(Beginning of Records supplied)
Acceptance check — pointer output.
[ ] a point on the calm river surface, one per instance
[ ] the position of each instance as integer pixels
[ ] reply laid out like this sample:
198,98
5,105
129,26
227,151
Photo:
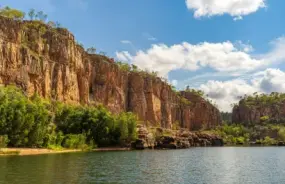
(End of Records supplied)
*Task details*
Although the records contain pictures, restate them word for word with those pictures left out.

*Answer section*
Acceptance check — pointer output.
[ ] a point on the calm river surface, one per instance
[ ] the position of each instance as integer pixels
[ ] reply laid out like this sample:
198,98
5,105
129,26
227,151
Photo:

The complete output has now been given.